Once you find the line containing "Query: white radish flesh" in the data below, copy it and each following line exactly, up to and including the line containing "Indicate one point per instance of the stack", and nothing else.

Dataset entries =
╔══

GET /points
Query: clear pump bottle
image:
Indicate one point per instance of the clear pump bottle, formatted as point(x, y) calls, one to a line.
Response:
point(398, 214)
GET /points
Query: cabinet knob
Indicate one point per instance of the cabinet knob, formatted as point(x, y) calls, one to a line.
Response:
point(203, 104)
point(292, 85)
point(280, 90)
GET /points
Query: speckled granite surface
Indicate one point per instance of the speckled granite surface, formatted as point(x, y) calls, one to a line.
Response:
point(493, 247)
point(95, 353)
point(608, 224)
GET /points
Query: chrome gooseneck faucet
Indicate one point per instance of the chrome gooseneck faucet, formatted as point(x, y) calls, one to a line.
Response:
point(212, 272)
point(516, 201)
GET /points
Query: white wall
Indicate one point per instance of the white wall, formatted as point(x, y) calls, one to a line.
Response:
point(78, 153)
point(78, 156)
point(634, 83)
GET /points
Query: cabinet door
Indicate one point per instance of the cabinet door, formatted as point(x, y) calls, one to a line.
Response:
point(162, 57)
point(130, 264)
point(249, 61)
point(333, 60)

╚══
╔══

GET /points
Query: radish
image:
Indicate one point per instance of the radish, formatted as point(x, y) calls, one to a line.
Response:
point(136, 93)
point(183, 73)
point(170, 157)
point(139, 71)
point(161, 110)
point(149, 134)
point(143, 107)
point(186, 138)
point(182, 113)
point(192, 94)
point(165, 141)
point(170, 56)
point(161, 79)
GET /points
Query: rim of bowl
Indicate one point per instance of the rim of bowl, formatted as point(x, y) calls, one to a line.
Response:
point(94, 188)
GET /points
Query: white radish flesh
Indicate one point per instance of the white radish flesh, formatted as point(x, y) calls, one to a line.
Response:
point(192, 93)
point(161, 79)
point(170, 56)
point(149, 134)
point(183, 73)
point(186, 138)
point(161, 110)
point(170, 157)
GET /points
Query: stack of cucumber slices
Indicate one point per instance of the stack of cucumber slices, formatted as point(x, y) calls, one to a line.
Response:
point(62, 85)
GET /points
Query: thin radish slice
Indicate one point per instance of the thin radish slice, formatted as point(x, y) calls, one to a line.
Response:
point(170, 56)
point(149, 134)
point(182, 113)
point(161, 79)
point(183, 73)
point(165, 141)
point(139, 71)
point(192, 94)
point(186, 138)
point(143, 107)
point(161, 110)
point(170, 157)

╚══

Answer box =
Query: white radish flesh
Indicate one point per instance of the white radish flesh, formatted as point(x, y) calls, one to a line.
Response:
point(192, 93)
point(161, 79)
point(170, 56)
point(149, 134)
point(183, 73)
point(186, 138)
point(161, 110)
point(170, 157)
GET /points
Query: stack of cucumber slices
Indicate one point per instance of the stack of cucumber slices, formatted as point(x, y) calls, one to a line.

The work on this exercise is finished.